Dataset entries:

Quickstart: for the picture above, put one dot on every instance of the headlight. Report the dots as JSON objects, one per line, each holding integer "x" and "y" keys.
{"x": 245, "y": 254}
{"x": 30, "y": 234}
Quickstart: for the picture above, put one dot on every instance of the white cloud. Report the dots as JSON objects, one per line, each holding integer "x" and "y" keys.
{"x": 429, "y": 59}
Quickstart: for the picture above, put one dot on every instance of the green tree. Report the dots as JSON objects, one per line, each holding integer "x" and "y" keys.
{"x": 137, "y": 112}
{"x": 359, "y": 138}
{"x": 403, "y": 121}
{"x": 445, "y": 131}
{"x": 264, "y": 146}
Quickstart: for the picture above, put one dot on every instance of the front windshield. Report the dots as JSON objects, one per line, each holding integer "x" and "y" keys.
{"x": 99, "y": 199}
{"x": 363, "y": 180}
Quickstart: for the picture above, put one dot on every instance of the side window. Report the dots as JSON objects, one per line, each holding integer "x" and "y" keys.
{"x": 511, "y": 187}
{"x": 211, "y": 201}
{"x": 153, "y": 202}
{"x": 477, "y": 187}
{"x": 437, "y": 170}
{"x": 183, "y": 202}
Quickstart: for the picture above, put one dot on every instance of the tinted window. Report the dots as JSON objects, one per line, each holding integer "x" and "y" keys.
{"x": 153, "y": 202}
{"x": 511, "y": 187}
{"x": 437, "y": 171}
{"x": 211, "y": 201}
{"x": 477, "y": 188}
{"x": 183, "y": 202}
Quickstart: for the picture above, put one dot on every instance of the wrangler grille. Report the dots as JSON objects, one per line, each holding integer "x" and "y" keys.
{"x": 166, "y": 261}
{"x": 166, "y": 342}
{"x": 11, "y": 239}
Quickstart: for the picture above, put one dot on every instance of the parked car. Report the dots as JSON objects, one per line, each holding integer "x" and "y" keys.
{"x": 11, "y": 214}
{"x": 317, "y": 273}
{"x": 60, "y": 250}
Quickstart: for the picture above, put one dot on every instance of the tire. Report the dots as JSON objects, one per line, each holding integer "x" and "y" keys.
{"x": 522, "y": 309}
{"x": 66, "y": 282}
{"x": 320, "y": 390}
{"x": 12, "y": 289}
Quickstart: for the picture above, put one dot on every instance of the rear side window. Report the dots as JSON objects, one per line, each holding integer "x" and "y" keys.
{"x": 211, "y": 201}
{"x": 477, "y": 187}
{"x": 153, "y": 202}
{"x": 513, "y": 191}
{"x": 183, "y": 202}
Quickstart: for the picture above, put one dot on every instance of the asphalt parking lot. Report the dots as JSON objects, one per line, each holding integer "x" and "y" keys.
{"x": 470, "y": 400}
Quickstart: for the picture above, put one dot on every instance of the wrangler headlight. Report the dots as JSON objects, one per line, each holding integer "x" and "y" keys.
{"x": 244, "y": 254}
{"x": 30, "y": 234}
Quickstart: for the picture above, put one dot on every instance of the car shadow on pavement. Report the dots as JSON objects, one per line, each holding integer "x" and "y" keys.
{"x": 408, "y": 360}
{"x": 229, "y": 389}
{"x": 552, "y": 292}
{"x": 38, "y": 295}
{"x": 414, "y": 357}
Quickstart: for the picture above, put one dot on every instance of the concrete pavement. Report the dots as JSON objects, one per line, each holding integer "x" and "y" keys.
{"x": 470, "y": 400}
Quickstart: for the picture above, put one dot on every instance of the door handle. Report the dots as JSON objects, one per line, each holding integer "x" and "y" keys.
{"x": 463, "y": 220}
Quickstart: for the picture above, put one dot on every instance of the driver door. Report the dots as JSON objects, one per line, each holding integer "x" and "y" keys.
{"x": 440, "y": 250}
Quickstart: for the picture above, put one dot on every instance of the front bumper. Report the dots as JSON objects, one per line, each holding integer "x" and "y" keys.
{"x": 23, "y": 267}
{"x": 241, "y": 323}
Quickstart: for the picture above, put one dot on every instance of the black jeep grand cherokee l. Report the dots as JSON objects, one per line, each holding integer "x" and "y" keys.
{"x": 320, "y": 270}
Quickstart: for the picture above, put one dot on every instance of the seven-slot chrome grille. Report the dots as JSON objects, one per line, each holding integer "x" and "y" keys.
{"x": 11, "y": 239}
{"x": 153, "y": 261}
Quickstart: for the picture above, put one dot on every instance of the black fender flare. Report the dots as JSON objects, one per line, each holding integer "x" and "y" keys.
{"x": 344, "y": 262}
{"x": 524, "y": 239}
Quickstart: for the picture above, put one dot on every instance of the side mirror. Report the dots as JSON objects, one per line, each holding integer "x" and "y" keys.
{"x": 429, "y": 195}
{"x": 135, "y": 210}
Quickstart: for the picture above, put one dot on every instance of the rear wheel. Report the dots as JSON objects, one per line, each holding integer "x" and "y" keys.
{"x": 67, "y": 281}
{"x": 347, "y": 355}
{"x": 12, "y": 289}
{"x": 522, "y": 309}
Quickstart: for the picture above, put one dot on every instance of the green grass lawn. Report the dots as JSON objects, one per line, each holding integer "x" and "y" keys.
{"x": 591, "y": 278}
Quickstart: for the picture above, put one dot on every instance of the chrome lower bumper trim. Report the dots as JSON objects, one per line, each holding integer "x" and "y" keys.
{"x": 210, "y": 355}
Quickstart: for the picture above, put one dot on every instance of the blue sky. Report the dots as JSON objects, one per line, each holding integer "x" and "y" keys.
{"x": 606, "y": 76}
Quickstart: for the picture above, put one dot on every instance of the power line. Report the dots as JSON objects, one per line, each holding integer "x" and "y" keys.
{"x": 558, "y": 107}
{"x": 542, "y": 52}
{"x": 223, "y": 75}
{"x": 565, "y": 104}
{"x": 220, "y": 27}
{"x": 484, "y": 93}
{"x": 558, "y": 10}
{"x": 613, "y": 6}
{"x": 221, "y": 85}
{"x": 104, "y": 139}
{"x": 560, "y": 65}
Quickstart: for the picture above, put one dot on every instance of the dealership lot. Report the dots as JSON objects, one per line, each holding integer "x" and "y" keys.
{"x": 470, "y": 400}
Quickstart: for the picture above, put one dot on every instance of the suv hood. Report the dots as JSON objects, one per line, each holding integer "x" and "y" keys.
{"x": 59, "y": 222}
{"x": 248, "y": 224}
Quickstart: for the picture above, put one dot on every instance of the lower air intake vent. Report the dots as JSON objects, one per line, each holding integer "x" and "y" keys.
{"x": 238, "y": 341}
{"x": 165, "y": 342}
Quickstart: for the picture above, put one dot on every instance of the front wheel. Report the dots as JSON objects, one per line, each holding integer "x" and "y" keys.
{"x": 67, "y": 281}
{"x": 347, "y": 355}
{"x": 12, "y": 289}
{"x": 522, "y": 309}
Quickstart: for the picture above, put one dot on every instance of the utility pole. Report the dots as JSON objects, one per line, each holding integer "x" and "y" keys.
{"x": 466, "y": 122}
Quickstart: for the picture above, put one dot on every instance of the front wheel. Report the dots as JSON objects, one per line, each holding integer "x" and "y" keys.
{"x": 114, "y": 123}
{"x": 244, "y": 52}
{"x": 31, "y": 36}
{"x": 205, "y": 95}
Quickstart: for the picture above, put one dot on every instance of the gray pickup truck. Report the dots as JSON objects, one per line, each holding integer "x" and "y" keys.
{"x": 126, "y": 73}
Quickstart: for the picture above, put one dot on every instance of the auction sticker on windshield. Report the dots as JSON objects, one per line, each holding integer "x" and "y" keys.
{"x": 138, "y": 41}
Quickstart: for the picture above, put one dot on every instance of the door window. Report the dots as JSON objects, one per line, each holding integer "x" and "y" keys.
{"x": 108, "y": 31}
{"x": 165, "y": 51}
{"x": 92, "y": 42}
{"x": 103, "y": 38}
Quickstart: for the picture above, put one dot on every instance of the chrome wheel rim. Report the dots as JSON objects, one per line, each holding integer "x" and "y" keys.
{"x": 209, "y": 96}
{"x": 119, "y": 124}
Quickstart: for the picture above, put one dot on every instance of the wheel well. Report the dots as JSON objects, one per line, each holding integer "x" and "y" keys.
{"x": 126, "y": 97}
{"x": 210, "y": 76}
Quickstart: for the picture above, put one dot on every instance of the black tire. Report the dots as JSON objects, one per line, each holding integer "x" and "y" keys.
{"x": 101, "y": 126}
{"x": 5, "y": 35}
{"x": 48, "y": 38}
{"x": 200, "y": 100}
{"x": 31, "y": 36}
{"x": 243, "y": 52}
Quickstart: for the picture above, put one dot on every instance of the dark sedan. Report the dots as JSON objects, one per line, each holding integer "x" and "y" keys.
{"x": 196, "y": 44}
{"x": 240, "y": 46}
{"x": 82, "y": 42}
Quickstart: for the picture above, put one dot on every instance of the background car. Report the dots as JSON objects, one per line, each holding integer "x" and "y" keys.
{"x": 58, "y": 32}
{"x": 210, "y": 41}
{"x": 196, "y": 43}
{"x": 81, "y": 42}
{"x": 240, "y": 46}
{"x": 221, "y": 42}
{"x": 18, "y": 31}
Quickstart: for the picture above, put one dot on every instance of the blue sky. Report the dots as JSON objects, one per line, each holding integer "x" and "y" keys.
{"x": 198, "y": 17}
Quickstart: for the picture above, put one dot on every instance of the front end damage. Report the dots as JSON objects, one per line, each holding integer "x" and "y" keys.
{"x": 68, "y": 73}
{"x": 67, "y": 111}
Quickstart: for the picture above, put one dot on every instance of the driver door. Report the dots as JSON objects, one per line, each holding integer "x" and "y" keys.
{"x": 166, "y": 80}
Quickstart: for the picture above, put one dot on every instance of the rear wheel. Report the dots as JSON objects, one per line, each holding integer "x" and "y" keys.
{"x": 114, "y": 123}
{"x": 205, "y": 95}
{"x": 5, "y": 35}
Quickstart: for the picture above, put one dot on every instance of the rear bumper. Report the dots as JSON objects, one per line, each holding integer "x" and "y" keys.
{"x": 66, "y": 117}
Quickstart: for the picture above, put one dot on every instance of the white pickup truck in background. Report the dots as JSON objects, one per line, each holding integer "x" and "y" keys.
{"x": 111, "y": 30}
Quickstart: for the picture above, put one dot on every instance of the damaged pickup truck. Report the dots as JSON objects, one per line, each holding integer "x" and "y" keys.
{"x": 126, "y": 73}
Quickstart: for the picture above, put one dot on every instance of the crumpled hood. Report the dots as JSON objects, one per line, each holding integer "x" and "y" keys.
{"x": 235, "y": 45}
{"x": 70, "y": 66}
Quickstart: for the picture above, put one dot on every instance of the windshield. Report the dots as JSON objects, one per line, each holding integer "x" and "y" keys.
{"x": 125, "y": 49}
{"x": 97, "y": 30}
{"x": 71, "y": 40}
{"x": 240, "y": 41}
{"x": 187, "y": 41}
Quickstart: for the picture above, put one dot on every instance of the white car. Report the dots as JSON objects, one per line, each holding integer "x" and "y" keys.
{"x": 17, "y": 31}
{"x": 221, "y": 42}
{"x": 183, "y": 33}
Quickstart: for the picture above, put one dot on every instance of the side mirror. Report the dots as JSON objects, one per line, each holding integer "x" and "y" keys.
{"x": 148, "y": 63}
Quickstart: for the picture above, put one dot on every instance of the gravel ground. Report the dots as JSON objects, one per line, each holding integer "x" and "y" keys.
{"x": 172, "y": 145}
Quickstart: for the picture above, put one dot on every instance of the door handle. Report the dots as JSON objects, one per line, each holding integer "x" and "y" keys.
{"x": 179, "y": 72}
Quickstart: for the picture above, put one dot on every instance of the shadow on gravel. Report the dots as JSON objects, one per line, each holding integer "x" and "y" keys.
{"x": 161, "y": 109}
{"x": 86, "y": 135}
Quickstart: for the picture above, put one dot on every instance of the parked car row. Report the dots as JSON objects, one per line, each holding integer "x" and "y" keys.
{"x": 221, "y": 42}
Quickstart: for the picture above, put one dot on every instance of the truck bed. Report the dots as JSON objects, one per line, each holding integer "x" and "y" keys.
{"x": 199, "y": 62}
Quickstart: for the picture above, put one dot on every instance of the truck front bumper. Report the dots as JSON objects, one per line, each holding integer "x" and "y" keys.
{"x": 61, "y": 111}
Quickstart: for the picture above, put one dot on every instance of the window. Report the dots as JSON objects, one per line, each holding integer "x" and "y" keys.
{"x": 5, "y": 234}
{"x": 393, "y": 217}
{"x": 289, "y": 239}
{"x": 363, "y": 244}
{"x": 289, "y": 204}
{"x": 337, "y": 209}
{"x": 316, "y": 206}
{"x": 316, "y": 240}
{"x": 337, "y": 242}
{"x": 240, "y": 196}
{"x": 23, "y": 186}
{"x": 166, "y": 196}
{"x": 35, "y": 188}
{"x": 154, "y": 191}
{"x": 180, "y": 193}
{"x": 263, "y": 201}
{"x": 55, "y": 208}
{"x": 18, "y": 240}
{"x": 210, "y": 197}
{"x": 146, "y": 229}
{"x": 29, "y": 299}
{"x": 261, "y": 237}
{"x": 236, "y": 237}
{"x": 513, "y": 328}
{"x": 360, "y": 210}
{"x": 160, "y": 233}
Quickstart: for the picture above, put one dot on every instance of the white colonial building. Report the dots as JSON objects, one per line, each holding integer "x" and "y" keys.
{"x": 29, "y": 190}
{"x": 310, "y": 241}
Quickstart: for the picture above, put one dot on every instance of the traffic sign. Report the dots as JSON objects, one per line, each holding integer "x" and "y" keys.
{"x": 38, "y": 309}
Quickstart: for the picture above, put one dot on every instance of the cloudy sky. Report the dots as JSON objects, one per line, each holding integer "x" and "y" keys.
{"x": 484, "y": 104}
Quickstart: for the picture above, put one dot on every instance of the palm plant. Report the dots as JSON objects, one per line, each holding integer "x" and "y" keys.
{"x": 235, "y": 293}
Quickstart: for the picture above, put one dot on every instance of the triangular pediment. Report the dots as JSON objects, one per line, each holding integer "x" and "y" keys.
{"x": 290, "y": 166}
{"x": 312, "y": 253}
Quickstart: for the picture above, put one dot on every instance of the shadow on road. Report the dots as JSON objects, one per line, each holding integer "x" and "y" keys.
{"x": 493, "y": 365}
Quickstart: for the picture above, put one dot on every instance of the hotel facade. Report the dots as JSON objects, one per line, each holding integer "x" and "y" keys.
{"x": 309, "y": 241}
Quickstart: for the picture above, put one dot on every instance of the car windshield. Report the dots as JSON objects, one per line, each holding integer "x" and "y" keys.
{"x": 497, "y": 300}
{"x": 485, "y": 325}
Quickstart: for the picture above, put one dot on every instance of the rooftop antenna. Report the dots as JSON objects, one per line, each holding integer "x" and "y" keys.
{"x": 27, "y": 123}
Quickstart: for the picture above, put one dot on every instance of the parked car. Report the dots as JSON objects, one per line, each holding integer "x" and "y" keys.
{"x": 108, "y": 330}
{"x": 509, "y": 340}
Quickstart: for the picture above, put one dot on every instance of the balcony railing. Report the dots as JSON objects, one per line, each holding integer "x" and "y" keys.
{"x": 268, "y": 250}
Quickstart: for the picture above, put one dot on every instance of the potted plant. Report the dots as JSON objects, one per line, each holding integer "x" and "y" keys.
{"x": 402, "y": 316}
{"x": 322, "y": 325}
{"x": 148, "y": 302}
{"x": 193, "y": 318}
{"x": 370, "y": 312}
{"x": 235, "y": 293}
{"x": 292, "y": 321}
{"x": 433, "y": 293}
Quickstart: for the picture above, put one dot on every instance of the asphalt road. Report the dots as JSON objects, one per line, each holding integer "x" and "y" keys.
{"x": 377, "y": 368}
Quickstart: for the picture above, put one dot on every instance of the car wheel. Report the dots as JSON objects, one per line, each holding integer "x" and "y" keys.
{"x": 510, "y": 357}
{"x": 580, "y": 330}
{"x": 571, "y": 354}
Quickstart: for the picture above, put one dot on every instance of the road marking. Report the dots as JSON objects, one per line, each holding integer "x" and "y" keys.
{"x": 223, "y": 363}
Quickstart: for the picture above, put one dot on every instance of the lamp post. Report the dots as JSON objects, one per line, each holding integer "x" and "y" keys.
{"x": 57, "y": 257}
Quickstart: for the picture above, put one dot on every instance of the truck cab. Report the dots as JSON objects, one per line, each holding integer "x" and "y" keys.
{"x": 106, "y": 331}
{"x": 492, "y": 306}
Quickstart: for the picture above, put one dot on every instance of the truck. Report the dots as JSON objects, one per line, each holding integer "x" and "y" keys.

Exercise: The range runs from the line with "of the lamp" to the last line of the entries above, both included. Restate it word for word.

Solved problem:
Quickstart: for the picture above, put one dot on every instance of the lamp post. Report the dots as JSON objects, one per line, each holding integer "x" and "y" keys.
{"x": 57, "y": 257}
Quickstart: for the picture above, put one dot on every instance of the truck cab. Report the dots as JSON objects, one per line, each holding integer "x" and "y" keys.
{"x": 106, "y": 331}
{"x": 492, "y": 306}
Quickstart: for the picture above, put one dot on every instance of the truck. Report the dots as JSON objects, one per line, each holding integer "x" and "y" keys.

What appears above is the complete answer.